Start of SELECTED EXTRACT

Of all of Intel’s struggles over the past couple of years, there is no better poster child than their Sapphire Rapids server/workstation CPU. A true next-generation product from Intel that brings everything from PCIe 5 and DDR5 to CXL and a slew of hardware accelerators, there’s really nothing to write about Sapphire Rapids’ delays that hasn’t already been said – it’s going to end up over a year late.

But Sapphire Rapids is coming. And Intel is finally able to see the light at the end of the tunnel on those development efforts. With general availability slated for Q1 of 2023, just over a quarter from now, Intel is finally in a position to show off Sapphire Rapids to a wider audience – or at least, members of the press. Or to take a more pragmatic read on matters, Intel now needs to start seriously promoting Sapphire Rapids ahead of its launch, and that of its competition.

For this year’s show, Intel invited members of the press to see a live demo of pre-production Sapphire Rapids silicon in action. The purpose of the demos, besides to give the press the ability to say “we saw it; it exists!” is to start showing off one of the more unique features of Sapphire Rapids: its collection of dedicated accelerator blocks.

Along with delivering a much-needed update to the CPU’s processor cores, Sapphire Rapids is also adding/integrating dedicated accelerator blocks for several common CPU-critical server/workstation workloads. The idea, simply put, is that fixed function silicon can do the task as quickly or better than CPU cores for a fraction of the power, and for only a fractional increase in die size. And with hyperscalers and other server operators looking for big improvements in compute density and energy efficiency, domain specific accelerators such as these are a good way for Intel to deliver that kind of edge to their customers. And it doesn’t hurt either that rival AMD isn’t expected to have similar accelerator blocks.

End of SELECTED EXTRACT
Start of PROVIDED INFORMATION

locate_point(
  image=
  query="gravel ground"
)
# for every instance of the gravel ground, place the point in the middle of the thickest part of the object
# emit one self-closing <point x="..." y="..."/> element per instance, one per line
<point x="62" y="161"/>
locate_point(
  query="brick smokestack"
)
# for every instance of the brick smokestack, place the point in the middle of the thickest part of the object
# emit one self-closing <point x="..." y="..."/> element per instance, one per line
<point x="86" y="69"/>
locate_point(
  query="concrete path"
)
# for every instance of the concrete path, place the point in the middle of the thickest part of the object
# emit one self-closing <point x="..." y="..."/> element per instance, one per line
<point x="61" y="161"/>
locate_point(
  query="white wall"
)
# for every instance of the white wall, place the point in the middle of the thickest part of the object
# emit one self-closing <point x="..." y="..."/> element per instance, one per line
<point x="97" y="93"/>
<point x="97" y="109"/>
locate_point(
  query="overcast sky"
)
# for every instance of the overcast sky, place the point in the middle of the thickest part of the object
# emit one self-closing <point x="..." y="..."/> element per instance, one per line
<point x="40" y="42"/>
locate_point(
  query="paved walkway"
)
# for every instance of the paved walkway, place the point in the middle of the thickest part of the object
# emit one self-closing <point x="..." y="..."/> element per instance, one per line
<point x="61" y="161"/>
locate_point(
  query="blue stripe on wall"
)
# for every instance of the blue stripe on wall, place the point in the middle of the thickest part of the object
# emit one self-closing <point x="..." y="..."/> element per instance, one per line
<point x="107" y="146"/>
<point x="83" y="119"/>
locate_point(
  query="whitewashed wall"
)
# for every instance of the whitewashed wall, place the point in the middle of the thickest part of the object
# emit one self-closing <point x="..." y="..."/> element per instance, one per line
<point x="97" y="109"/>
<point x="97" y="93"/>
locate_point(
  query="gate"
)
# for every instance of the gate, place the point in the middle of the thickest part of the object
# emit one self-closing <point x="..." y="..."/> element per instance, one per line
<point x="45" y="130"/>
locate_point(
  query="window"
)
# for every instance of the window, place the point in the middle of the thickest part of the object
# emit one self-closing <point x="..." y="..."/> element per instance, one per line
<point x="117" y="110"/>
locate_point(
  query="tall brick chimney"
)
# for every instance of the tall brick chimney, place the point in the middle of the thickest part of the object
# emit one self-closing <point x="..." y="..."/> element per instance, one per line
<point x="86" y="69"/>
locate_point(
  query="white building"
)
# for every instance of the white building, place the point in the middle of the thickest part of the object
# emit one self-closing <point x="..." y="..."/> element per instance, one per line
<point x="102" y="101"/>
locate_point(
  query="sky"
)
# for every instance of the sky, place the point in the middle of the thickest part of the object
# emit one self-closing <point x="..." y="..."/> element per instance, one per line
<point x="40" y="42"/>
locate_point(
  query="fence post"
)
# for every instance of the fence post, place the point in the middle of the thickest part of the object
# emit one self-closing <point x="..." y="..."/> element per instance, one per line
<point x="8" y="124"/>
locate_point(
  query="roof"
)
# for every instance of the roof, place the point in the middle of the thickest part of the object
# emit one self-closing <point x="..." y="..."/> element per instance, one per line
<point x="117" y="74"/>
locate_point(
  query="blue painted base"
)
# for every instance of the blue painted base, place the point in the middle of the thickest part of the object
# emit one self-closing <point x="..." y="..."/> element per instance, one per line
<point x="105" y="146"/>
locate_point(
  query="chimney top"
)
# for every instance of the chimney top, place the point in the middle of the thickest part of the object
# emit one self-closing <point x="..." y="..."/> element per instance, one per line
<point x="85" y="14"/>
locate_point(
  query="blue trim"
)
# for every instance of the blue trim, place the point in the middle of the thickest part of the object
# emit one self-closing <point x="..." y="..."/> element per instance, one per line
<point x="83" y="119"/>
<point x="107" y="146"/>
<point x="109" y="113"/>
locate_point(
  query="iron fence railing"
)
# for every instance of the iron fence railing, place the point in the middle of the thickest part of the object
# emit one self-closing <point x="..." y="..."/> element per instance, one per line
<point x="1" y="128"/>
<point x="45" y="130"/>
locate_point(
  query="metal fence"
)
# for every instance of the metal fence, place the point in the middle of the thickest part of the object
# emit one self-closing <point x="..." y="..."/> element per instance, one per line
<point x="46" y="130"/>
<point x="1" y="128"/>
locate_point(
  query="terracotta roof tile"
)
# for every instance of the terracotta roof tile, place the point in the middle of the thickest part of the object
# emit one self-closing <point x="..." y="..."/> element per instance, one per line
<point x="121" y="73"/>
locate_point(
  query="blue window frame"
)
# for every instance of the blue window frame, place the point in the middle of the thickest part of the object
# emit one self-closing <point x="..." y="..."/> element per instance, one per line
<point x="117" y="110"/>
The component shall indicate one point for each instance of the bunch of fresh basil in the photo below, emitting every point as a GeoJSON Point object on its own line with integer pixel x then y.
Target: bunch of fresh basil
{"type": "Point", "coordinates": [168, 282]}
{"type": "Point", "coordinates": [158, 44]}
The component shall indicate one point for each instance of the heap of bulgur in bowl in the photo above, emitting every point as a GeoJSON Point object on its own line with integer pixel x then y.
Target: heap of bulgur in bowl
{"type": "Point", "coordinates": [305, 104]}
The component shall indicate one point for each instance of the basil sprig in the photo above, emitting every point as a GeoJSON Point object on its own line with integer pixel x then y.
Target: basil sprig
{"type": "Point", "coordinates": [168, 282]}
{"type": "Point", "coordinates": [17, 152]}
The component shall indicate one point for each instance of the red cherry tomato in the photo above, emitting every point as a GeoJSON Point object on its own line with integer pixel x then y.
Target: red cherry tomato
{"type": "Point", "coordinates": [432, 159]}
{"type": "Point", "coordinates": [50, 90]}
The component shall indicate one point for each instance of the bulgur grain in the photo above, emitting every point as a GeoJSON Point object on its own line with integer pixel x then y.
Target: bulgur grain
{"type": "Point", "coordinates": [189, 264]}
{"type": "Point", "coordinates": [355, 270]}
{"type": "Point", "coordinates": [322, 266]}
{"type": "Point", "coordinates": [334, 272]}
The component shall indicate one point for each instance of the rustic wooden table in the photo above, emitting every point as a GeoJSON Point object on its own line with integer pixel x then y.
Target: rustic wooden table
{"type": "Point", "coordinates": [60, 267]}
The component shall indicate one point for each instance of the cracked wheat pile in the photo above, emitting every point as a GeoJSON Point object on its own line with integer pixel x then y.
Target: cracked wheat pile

End of PROVIDED INFORMATION

— TASKS TO CARRY OUT —
(a) From the Sapphire Rapids passage, write out word for word the stretch that starts at "Along with delivering" and ends at "similar accelerator blocks.".
(b) According to the Sapphire Rapids passage, when is general availability of the CPU slated?

— ANSWER LIST —
(a)
Along with delivering a much-needed update to the CPU’s processor cores, Sapphire Rapids is also adding/integrating dedicated accelerator blocks for several common CPU-critical server/workstation workloads. The idea, simply put, is that fixed function silicon can do the task as quickly or better than CPU cores for a fraction of the power, and for only a fractional increase in die size. And with hyperscalers and other server operators looking for big improvements in compute density and energy efficiency, domain specific accelerators such as these are a good way for Intel to deliver that kind of edge to their customers. And it doesn’t hurt either that rival AMD isn’t expected to have similar accelerator blocks.

(b) Q1 of 2023.